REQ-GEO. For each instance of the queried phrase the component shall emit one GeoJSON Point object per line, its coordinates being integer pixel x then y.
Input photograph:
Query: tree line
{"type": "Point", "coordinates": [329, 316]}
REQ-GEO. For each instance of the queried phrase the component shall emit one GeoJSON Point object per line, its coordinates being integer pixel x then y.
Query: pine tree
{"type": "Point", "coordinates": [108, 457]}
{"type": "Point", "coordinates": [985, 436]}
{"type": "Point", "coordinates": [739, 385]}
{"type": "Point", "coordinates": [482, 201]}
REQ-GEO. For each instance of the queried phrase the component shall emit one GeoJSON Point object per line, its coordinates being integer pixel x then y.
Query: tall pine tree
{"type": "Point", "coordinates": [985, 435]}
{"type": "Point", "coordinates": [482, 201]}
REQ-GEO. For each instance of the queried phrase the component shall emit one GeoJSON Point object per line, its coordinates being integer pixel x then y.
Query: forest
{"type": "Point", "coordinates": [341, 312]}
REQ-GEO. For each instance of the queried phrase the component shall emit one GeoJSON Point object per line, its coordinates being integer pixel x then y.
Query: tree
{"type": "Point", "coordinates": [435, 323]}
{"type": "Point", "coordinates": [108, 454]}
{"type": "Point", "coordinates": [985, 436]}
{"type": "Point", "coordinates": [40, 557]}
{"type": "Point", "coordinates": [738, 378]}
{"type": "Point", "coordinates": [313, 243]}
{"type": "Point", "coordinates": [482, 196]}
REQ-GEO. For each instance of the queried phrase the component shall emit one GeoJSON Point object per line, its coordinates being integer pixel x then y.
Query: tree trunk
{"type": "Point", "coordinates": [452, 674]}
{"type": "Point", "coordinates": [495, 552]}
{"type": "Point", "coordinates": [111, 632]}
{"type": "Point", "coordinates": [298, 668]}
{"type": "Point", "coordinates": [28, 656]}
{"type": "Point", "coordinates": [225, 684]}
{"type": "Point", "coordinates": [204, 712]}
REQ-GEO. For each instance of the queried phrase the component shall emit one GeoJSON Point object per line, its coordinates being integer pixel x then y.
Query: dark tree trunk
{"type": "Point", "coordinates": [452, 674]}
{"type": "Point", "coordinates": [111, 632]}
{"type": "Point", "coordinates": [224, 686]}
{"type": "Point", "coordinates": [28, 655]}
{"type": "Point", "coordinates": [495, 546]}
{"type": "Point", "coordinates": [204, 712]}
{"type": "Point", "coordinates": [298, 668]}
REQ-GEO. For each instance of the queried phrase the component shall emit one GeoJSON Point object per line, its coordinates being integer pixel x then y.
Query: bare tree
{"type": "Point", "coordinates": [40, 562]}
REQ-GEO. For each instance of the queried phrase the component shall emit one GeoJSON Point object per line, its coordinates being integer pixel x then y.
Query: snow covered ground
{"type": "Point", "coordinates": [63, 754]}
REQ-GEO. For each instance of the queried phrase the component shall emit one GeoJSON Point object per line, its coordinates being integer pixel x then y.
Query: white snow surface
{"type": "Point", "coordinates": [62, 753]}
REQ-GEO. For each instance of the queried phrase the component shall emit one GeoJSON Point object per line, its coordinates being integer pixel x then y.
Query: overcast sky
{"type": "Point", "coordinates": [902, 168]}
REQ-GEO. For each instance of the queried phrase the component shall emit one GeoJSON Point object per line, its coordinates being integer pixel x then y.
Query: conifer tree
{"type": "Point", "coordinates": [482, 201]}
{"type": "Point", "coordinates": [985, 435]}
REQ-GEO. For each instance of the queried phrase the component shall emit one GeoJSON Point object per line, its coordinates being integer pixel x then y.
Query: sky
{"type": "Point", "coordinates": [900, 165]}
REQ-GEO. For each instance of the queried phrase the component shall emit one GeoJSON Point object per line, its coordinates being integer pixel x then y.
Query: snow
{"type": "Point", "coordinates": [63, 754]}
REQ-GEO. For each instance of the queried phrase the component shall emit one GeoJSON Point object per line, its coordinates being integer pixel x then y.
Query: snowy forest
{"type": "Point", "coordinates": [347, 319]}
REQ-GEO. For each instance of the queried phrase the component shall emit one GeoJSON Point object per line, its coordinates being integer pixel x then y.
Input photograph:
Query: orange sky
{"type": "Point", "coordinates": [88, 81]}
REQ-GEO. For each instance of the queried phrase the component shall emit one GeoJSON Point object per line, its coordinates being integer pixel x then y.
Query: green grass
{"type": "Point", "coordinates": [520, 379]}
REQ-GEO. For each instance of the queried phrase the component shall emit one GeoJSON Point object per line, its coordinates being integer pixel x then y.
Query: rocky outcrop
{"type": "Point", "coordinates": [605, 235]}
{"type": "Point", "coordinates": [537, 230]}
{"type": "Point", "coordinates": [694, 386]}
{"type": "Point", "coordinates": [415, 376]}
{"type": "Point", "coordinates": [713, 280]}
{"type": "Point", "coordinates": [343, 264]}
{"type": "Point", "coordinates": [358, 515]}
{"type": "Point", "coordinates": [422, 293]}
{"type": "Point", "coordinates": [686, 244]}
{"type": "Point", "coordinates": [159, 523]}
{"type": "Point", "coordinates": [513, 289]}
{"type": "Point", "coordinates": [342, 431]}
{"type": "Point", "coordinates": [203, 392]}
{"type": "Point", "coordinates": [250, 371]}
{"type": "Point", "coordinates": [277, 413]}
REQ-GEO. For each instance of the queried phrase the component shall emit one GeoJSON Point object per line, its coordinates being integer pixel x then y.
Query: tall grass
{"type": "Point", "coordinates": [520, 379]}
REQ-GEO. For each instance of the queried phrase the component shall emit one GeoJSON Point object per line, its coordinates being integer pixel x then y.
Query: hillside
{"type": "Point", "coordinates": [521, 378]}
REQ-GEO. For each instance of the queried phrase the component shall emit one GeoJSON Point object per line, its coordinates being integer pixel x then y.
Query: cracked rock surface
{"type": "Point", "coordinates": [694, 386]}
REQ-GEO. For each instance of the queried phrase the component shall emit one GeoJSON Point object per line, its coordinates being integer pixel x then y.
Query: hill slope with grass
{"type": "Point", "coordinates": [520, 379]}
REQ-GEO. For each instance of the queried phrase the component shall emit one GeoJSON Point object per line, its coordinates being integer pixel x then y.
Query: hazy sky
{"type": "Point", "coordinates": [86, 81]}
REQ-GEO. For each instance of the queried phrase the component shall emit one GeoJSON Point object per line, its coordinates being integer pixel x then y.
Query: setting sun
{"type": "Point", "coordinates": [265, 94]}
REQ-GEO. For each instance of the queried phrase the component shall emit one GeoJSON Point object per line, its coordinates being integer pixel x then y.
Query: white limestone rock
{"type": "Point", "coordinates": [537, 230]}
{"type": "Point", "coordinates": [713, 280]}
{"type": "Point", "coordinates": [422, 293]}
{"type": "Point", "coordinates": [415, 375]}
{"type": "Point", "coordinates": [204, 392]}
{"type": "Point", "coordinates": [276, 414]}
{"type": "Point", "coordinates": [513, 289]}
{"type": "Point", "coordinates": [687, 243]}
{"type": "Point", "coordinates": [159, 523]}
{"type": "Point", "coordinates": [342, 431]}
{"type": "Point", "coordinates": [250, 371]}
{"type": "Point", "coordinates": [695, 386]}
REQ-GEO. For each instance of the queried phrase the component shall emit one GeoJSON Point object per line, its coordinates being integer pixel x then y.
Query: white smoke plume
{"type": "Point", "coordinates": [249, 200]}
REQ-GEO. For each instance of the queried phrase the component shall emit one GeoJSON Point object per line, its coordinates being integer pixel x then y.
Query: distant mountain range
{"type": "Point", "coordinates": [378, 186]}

What to produce: From the first line to the last, retype the material exactly.

Reply:
REQ-GEO. For each instance of the queried phrase the component shall emit one GeoJSON Point object per line, its coordinates being integer pixel x then y.
Input photograph:
Query: tree line
{"type": "Point", "coordinates": [329, 316]}
REQ-GEO. For each instance of the queried phrase the component shall emit one GeoJSON Point object per line, its coordinates being integer pixel x then y.
Query: pine tree
{"type": "Point", "coordinates": [108, 457]}
{"type": "Point", "coordinates": [985, 436]}
{"type": "Point", "coordinates": [739, 385]}
{"type": "Point", "coordinates": [482, 201]}
REQ-GEO. For each instance of the queried phrase the component shall emit one GeoJSON Point object per line, its coordinates being integer pixel x then y.
Query: tall pine tree
{"type": "Point", "coordinates": [985, 435]}
{"type": "Point", "coordinates": [482, 201]}
REQ-GEO. For each instance of the queried phrase the component shall emit one GeoJSON Point object per line, its coordinates being integer pixel x then y.
Query: forest
{"type": "Point", "coordinates": [341, 312]}
REQ-GEO. For each instance of the queried phrase the component shall emit one GeoJSON Point object per line, its coordinates being integer pixel x then y.
Query: tree
{"type": "Point", "coordinates": [435, 323]}
{"type": "Point", "coordinates": [108, 454]}
{"type": "Point", "coordinates": [985, 436]}
{"type": "Point", "coordinates": [40, 557]}
{"type": "Point", "coordinates": [738, 378]}
{"type": "Point", "coordinates": [313, 243]}
{"type": "Point", "coordinates": [482, 196]}
REQ-GEO. For each instance of the queried phrase the component shall emit one GeoJSON Point object per line, its coordinates being integer pixel x then y.
Query: tree trunk
{"type": "Point", "coordinates": [452, 674]}
{"type": "Point", "coordinates": [495, 552]}
{"type": "Point", "coordinates": [111, 632]}
{"type": "Point", "coordinates": [298, 668]}
{"type": "Point", "coordinates": [28, 656]}
{"type": "Point", "coordinates": [225, 684]}
{"type": "Point", "coordinates": [204, 712]}
REQ-GEO. For each instance of the queried phrase the component shall emit one GeoJSON Point object per line, its coordinates being integer pixel x then y.
Query: dark tree trunk
{"type": "Point", "coordinates": [452, 674]}
{"type": "Point", "coordinates": [111, 632]}
{"type": "Point", "coordinates": [224, 686]}
{"type": "Point", "coordinates": [28, 655]}
{"type": "Point", "coordinates": [495, 546]}
{"type": "Point", "coordinates": [204, 712]}
{"type": "Point", "coordinates": [298, 668]}
REQ-GEO. For each instance of the queried phrase the component shall emit one GeoJSON Point object per line, its coordinates being integer pixel x then y.
Query: bare tree
{"type": "Point", "coordinates": [40, 562]}
REQ-GEO. For each instance of the queried phrase the component shall emit one GeoJSON Point object per line, its coordinates being integer pixel x then y.
Query: snow covered ground
{"type": "Point", "coordinates": [63, 754]}
REQ-GEO. For each instance of the queried phrase the component shall emit one GeoJSON Point object per line, its coordinates being integer pixel x then y.
Query: white snow surface
{"type": "Point", "coordinates": [62, 753]}
REQ-GEO. For each instance of the queried phrase the component shall emit one GeoJSON Point object per line, its coordinates being integer pixel x then y.
Query: overcast sky
{"type": "Point", "coordinates": [902, 168]}
REQ-GEO. For each instance of the queried phrase the component shall emit one GeoJSON Point object per line, its coordinates being integer pixel x then y.
Query: conifer tree
{"type": "Point", "coordinates": [482, 201]}
{"type": "Point", "coordinates": [985, 435]}
REQ-GEO. For each instance of the queried phrase the component shall emit one GeoJSON Point object per line, its coordinates being integer pixel x then y.
Query: sky
{"type": "Point", "coordinates": [900, 165]}
REQ-GEO. For each instance of the queried phrase the component shall emit one GeoJSON Point object per line, its coordinates being integer pixel x then y.
Query: snow
{"type": "Point", "coordinates": [63, 754]}
REQ-GEO. For each instance of the queried phrase the component shall emit one GeoJSON Point object per line, its coordinates being integer pixel x then y.
Query: snowy forest
{"type": "Point", "coordinates": [347, 319]}
REQ-GEO. For each instance of the queried phrase the component shall emit one GeoJSON Point object per line, its coordinates being integer pixel x then y.
Input photograph:
Query: orange sky
{"type": "Point", "coordinates": [88, 81]}
REQ-GEO. For each instance of the queried phrase the component shall emit one GeoJSON Point object per line, its coordinates being integer pixel x then y.
Query: green grass
{"type": "Point", "coordinates": [520, 379]}
REQ-GEO. For each instance of the queried phrase the component shall emit one GeoJSON Point object per line, its coordinates being integer pixel x then y.
Query: rocky outcrop
{"type": "Point", "coordinates": [605, 235]}
{"type": "Point", "coordinates": [537, 230]}
{"type": "Point", "coordinates": [694, 386]}
{"type": "Point", "coordinates": [415, 376]}
{"type": "Point", "coordinates": [713, 280]}
{"type": "Point", "coordinates": [343, 264]}
{"type": "Point", "coordinates": [358, 515]}
{"type": "Point", "coordinates": [422, 293]}
{"type": "Point", "coordinates": [686, 244]}
{"type": "Point", "coordinates": [159, 523]}
{"type": "Point", "coordinates": [513, 289]}
{"type": "Point", "coordinates": [342, 431]}
{"type": "Point", "coordinates": [203, 392]}
{"type": "Point", "coordinates": [250, 371]}
{"type": "Point", "coordinates": [277, 413]}
REQ-GEO. For each instance of the queried phrase the component shall emit one GeoJSON Point object per line, its coordinates being integer pixel x then y.
Query: tall grass
{"type": "Point", "coordinates": [520, 379]}
REQ-GEO. For each instance of the queried phrase the component shall emit one GeoJSON Point object per line, its coordinates being integer pixel x then y.
Query: hillside
{"type": "Point", "coordinates": [521, 378]}
REQ-GEO. For each instance of the queried phrase the component shall emit one GeoJSON Point object per line, its coordinates being integer pixel x then y.
Query: cracked rock surface
{"type": "Point", "coordinates": [694, 386]}
REQ-GEO. For each instance of the queried phrase the component shall emit one GeoJSON Point object per line, its coordinates being integer pixel x then y.
Query: hill slope with grass
{"type": "Point", "coordinates": [520, 379]}
REQ-GEO. For each instance of the queried phrase the component shall emit one GeoJSON Point object per line, its coordinates being integer pixel x then y.
Query: hazy sky
{"type": "Point", "coordinates": [86, 81]}
REQ-GEO. For each instance of the queried phrase the component shall emit one GeoJSON Point object per line, its coordinates being integer pixel x then y.
Query: setting sun
{"type": "Point", "coordinates": [265, 94]}
REQ-GEO. For each instance of the queried phrase the component shall emit one GeoJSON Point object per line, its coordinates being integer pixel x then y.
Query: white limestone rock
{"type": "Point", "coordinates": [537, 230]}
{"type": "Point", "coordinates": [713, 280]}
{"type": "Point", "coordinates": [422, 293]}
{"type": "Point", "coordinates": [415, 375]}
{"type": "Point", "coordinates": [204, 392]}
{"type": "Point", "coordinates": [276, 414]}
{"type": "Point", "coordinates": [513, 289]}
{"type": "Point", "coordinates": [687, 243]}
{"type": "Point", "coordinates": [159, 523]}
{"type": "Point", "coordinates": [342, 431]}
{"type": "Point", "coordinates": [250, 371]}
{"type": "Point", "coordinates": [695, 386]}
REQ-GEO. For each instance of the queried phrase the component shall emit one GeoJSON Point object per line, its coordinates being integer pixel x then y.
Query: white smoke plume
{"type": "Point", "coordinates": [249, 200]}
REQ-GEO. For each instance of the queried phrase the component shall emit one GeoJSON Point object per line, its coordinates being integer pixel x then y.
Query: distant mountain range
{"type": "Point", "coordinates": [378, 186]}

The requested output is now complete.